:: VORLIEGENDER TEXT
Parlamentskorrespondenz Nr. 430 vom 08.06.2001

REGIERUNGSVORLAGEN

VERTRAG VON NIZZA LIEGT DEM PARLAMENT ZUR RATIFIZIERUNG VOR

Die Bundesregierung hat nun dem Parlament den Vertrag von Nizza zur Ratifizierung vorgelegt, mit dem die Verträge, auf denen die EU beruht (Vertrag über die Europäische Union, Vertrag zur Gründung der Europäischen Gemeinschaft, Vertrag über die Gründung der Europäischen Gemeinschaft für Kohle und Stahl, Vertrag zur Gründung der Europäischen Atomgemeinschaft), geändert werden. Dieser wurde am 26. Februar 2001 von den Staats- und Regierungschefs der EU-Mitgliedstaaten in seiner endgültigen Fassung unterzeichnet, nachdem er anlässlich des Europäischen Rates vom 7. - 11. Dezember 2000 beschlossen worden war. (600 d.B.)
::::
### ZIEL DER AUFGABE
Überarbeite die Meldung zum Vertrag von Nizza: Gib alles von „VERTRAG VON NIZZA LIEGT“ bis hinunter zu „war. (600 d.B.)“ wieder und setze dabei „Regierung“ anstelle von „Bundesregierung“ ein. Die anschließenden Einträge sind eigenständiges Material und gehören nicht zur Meldung zum Vertrag von Nizza.
:: BEREITGESTELLTES MATERIAL
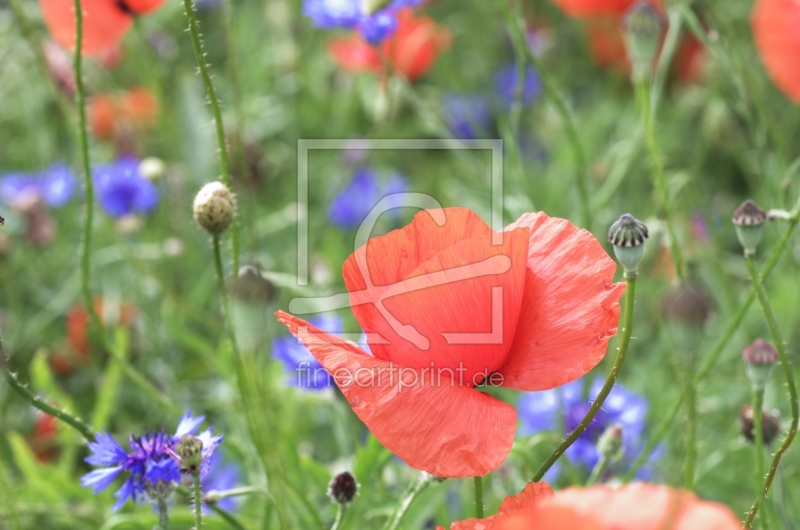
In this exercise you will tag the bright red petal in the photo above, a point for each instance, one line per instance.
(776, 31)
(389, 259)
(449, 431)
(456, 312)
(570, 309)
(104, 23)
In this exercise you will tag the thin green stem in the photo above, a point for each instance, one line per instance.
(627, 328)
(417, 486)
(479, 497)
(516, 22)
(198, 502)
(163, 514)
(758, 447)
(340, 511)
(761, 294)
(598, 469)
(197, 44)
(643, 93)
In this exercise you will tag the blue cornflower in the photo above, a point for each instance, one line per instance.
(148, 463)
(565, 407)
(54, 186)
(349, 14)
(506, 83)
(364, 191)
(467, 115)
(122, 190)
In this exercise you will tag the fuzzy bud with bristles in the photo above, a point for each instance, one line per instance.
::::
### ANTWORT ZUR AUFGABE
VERTRAG VON NIZZA LIEGT DEM PARLAMENT ZUR RATIFIZIERUNG VOR

Die Regierung hat nun dem Parlament den Vertrag von Nizza zur Ratifizierung vorgelegt, mit dem die Verträge, auf denen die EU beruht (Vertrag über die Europäische Union, Vertrag zur Gründung der Europäischen Gemeinschaft, Vertrag über die Gründung der Europäischen Gemeinschaft für Kohle und Stahl, Vertrag zur Gründung der Europäischen Atomgemeinschaft), geändert werden. Dieser wurde am 26. Februar 2001 von den Staats- und Regierungschefs der EU-Mitgliedstaaten in seiner endgültigen Fassung unterzeichnet, nachdem er anlässlich des Europäischen Rates vom 7. - 11. Dezember 2000 beschlossen worden war. (600 d.B.)